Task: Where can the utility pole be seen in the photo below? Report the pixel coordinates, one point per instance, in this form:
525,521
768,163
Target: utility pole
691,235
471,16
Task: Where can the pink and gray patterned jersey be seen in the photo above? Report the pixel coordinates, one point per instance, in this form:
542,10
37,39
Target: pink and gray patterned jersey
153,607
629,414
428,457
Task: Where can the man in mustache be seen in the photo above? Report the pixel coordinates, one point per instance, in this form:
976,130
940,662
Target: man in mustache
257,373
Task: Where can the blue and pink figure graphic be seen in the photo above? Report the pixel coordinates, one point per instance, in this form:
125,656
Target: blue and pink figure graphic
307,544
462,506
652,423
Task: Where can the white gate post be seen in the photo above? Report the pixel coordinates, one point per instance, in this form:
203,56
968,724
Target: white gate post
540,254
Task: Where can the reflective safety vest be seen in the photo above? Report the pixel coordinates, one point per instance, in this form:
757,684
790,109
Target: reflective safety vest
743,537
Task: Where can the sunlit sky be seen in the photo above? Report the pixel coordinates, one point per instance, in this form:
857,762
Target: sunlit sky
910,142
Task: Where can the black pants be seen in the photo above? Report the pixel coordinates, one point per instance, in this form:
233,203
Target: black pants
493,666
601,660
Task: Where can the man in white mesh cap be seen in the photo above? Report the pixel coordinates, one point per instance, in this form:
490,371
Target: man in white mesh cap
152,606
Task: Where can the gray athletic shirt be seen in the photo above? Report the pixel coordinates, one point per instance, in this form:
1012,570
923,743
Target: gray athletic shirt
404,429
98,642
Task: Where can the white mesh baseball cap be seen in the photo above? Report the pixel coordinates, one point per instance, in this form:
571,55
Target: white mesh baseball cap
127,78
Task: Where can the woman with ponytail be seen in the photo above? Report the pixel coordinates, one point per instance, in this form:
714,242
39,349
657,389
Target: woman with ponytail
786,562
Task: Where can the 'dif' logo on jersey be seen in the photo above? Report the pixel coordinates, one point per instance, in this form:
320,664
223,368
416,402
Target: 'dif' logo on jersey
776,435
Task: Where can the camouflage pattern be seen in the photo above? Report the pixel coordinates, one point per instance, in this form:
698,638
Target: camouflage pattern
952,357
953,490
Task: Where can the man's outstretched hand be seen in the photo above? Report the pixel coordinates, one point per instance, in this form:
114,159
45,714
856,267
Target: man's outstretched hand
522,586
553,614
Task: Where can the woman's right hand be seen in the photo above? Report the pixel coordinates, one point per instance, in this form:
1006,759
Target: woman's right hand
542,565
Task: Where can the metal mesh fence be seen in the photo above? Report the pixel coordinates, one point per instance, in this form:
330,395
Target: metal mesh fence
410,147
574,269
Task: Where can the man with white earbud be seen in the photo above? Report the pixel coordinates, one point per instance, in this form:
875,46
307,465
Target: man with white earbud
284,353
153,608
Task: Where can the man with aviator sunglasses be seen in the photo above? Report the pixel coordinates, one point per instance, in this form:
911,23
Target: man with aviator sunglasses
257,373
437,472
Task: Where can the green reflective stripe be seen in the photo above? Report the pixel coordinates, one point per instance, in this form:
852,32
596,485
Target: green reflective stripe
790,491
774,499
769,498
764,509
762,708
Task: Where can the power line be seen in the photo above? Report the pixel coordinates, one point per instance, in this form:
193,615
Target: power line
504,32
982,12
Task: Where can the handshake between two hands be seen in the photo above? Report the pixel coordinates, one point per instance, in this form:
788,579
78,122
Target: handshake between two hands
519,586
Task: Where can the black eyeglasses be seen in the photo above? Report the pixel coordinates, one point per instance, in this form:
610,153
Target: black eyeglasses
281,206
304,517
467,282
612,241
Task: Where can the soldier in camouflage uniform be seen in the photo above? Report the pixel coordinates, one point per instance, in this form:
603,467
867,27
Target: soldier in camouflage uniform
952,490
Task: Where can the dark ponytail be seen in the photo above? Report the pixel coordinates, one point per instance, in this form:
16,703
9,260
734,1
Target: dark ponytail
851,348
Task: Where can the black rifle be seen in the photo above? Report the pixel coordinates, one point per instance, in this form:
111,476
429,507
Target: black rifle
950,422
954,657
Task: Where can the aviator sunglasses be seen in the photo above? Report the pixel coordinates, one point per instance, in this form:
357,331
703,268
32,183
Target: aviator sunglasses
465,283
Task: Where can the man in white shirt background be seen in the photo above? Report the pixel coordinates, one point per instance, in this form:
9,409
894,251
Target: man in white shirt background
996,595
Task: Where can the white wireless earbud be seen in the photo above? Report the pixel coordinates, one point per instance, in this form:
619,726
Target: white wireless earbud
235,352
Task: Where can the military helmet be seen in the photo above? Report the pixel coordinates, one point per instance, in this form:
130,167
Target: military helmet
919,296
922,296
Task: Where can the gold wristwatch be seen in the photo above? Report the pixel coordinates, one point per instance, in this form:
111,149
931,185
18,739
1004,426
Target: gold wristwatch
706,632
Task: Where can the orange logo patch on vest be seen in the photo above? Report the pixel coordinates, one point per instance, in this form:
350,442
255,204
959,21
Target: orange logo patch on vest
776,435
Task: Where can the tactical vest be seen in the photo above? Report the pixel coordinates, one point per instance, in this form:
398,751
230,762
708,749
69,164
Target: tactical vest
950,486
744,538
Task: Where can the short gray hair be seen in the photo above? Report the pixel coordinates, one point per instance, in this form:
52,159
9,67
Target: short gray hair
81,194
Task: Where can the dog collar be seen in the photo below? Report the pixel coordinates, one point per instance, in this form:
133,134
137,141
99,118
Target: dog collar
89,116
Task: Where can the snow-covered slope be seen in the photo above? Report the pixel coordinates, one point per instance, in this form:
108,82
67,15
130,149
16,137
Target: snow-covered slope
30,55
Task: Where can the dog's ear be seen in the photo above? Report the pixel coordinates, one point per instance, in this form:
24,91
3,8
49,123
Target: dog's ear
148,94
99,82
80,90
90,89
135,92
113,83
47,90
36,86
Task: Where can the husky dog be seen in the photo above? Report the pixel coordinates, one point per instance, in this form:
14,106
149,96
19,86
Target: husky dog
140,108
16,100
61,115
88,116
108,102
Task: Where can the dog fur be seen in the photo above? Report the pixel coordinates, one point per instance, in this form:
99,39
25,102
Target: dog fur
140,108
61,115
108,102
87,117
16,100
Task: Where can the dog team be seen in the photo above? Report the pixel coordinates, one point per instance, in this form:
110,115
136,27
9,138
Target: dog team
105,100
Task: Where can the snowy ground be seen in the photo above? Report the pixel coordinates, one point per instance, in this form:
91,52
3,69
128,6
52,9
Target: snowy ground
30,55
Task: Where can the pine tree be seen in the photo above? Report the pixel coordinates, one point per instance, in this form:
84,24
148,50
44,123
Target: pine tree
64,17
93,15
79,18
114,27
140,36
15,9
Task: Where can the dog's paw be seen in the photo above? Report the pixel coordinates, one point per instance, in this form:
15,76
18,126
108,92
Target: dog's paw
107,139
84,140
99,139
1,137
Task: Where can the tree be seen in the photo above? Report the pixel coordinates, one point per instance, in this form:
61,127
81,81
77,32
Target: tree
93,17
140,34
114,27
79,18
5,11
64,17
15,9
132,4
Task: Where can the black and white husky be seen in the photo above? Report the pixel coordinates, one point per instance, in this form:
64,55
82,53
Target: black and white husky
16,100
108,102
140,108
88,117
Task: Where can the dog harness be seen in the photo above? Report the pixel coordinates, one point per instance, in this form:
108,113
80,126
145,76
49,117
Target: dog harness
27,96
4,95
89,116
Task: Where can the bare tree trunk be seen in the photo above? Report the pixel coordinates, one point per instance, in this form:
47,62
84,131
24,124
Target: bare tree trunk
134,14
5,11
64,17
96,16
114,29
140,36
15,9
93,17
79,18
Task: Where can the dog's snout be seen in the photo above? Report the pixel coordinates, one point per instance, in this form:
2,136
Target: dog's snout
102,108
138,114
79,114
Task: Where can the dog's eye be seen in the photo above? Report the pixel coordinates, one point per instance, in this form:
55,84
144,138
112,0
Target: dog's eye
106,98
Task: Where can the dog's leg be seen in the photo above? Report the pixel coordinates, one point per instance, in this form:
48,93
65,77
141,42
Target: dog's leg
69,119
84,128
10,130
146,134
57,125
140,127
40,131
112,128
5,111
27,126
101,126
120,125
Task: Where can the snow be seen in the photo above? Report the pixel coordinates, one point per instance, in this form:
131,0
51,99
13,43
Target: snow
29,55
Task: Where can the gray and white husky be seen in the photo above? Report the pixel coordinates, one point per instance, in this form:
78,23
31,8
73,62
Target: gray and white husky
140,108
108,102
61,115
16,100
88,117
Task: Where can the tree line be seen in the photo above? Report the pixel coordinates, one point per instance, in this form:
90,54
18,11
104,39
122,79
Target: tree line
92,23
....................
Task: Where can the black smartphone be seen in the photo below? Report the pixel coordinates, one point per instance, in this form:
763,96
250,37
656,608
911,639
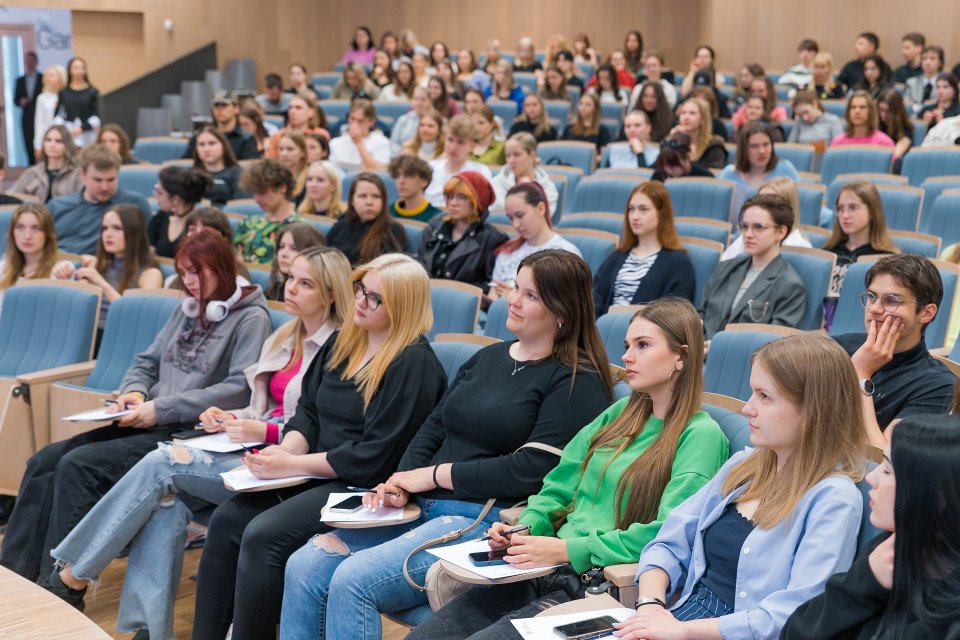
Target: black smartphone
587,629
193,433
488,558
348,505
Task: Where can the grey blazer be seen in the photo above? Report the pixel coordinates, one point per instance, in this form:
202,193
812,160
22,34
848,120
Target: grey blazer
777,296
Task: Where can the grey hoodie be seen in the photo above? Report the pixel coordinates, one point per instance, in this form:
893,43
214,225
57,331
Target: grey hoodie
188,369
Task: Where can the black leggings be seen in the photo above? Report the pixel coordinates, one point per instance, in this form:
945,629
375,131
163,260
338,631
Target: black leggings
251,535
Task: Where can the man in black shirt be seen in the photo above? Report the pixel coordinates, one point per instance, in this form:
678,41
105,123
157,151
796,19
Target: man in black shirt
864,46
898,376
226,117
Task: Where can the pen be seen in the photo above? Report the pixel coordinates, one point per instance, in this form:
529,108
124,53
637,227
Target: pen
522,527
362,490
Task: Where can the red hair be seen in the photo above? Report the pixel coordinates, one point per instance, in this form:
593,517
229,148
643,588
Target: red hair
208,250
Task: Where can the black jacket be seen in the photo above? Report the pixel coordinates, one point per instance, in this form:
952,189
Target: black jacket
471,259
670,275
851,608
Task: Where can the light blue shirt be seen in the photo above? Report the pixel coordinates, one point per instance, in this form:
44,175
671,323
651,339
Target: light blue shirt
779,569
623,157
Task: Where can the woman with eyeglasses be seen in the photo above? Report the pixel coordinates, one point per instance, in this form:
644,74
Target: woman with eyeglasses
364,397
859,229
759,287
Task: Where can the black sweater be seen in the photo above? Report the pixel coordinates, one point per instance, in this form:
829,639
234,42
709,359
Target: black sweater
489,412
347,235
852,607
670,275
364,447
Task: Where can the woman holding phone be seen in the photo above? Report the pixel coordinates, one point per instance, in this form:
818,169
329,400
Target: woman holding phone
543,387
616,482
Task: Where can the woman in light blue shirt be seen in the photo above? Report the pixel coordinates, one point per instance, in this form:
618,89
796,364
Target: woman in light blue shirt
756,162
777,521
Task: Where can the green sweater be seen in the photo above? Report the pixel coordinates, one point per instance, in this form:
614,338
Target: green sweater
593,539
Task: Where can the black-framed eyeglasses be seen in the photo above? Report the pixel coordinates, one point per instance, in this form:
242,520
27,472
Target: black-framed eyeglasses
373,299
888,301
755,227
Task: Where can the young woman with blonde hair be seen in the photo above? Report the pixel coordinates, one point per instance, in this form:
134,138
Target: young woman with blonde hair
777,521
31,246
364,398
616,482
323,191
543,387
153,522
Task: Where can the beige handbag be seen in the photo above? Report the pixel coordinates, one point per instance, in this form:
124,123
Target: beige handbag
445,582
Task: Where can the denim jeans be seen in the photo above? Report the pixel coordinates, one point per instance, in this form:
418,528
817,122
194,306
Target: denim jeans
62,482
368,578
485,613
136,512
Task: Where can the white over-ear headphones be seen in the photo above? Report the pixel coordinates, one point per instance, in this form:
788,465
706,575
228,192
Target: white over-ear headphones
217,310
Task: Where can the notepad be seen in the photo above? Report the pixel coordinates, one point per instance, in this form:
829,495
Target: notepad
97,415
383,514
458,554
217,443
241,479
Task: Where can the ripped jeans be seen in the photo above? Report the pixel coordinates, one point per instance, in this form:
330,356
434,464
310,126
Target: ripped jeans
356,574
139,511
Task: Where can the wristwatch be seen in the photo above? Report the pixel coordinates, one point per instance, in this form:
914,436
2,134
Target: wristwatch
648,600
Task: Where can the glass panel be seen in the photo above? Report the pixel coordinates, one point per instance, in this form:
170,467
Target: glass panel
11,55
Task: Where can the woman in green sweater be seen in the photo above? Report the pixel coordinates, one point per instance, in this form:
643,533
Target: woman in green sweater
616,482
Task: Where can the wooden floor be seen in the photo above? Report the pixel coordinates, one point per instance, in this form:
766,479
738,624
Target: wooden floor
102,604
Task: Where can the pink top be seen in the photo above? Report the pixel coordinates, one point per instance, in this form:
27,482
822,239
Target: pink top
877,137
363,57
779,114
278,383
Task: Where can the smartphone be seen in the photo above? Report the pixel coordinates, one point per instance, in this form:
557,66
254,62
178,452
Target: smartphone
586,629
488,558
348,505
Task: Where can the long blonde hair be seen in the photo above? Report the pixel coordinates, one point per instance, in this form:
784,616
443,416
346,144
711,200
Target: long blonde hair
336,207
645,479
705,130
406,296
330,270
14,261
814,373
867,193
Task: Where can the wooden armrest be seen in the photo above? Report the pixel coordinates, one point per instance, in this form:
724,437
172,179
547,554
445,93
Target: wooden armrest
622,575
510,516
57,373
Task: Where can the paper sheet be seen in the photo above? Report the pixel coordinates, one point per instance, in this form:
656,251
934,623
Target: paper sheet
....................
> _Task brief_
Beginning with the line containing "Target: white wireless earbud" and ending with the line containing "Task: Where can the tactical", extract those lines exactly from the listing above, and only those.

> _Answer space_
Target: white wireless earbud
235,352
Task: Where can the military helmet be seen in the photo above? Report the pixel coordinates, one point per instance, in this form:
130,167
Target: military helmet
919,296
922,296
Task: Where can the gold wristwatch be seen in the photo above? Report the pixel coordinates, one point per instance, in this form:
111,149
931,185
18,739
1004,426
Target: gold wristwatch
706,632
Task: Where can the orange logo patch on vest be seen in the photo above? Report the pixel coordinates, one point per instance, in this form:
350,442
255,204
959,21
Target: orange logo patch on vest
776,435
Task: Where can the tactical vest be seen in the photo above? Report the pixel coordinates, one point per instance, in this form:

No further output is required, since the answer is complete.